*What is needed*.
Render the material from its start up to and including the line containing "POLYGON ((121 50, 117" as a JSON list of strings, one string per line, with blank lines omitted. Leave the picture out of the answer.

Records from a data source
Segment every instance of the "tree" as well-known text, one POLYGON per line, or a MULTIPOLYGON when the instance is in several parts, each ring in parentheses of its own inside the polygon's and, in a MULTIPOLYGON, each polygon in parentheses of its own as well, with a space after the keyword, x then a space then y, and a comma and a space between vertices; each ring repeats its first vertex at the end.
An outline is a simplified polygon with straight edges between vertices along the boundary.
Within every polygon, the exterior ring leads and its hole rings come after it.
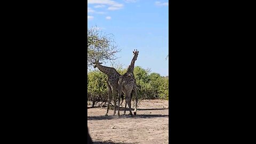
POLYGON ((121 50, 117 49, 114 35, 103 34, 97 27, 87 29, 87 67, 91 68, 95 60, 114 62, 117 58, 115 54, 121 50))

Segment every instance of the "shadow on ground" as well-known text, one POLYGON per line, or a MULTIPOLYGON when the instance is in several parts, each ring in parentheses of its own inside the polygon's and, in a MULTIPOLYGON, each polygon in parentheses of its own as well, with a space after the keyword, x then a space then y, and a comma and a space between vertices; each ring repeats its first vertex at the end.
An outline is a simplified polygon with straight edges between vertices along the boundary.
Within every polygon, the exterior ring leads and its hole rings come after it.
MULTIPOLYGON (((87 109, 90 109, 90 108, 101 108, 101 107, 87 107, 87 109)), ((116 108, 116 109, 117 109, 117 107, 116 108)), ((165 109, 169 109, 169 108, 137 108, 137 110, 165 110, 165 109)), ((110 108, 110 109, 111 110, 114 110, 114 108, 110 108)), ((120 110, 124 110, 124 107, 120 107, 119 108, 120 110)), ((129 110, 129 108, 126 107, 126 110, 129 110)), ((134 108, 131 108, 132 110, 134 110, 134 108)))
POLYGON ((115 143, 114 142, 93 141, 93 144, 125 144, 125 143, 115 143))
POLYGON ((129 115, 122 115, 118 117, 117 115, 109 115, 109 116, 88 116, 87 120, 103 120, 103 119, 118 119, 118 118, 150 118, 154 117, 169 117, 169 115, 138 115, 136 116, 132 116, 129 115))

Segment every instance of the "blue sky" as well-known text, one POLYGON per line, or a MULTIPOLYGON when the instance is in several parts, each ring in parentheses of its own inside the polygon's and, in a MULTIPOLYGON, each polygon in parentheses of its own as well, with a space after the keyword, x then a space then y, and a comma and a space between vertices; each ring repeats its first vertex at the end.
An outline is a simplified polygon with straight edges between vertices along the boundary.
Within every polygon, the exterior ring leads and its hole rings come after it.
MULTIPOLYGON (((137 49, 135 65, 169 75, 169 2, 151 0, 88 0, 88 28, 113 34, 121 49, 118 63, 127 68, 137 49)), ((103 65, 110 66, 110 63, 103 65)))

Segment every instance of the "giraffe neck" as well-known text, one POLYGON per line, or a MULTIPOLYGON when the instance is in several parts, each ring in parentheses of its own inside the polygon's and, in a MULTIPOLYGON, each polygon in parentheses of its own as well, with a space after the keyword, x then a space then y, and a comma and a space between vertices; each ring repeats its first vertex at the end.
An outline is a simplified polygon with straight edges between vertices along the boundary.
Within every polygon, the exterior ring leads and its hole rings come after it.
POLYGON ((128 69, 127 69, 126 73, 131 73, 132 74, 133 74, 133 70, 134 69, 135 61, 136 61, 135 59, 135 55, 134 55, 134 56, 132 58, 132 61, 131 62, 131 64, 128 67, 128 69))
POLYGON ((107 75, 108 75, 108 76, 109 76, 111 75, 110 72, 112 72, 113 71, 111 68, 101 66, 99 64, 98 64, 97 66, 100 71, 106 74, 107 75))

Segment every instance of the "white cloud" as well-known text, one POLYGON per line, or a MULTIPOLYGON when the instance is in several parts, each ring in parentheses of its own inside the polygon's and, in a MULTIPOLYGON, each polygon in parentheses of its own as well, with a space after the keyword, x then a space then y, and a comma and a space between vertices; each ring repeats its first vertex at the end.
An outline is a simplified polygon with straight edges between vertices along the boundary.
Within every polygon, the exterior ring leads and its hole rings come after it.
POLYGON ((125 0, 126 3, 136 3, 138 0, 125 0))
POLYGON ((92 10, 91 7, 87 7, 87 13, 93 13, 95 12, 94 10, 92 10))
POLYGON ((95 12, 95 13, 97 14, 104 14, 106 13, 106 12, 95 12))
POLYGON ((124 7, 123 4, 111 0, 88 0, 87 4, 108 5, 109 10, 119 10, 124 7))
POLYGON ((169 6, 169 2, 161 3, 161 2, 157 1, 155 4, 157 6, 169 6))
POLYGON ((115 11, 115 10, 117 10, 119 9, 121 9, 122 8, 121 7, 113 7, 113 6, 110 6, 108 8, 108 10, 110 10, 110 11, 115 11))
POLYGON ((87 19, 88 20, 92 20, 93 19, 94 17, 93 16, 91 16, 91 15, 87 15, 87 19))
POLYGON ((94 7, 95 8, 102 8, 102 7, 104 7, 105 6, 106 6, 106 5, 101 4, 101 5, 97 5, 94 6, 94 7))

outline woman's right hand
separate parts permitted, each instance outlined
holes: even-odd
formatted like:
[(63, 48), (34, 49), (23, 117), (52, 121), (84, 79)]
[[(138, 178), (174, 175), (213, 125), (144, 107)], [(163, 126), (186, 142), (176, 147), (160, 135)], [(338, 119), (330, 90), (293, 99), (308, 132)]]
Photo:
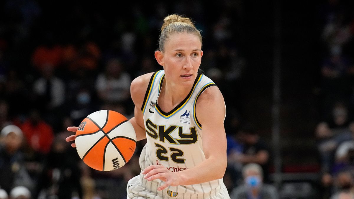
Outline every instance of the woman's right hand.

*Response below*.
[
  "Segment every instance of the \"tree\" as well-known text, one POLYGON per line, or a MULTIPOLYGON when the instance is in several parts, each ring in parentheses of its own inside the polygon's and, in a MULTIPOLYGON, each polygon in parentheses of its own as well, with a space after the keyword, x then a space then y, and a comma and a space between vertices; each ring repeats its first vertex at the end.",
  "An outline is a simplified polygon with straight edges between vertices along the boundary.",
  "Within every polygon, the exterior ring leads and its hole rings come after it.",
  "POLYGON ((121 50, 117 49, 114 35, 103 34, 97 27, 87 29, 87 67, 91 68, 95 60, 114 62, 117 58, 115 54, 121 50))"
]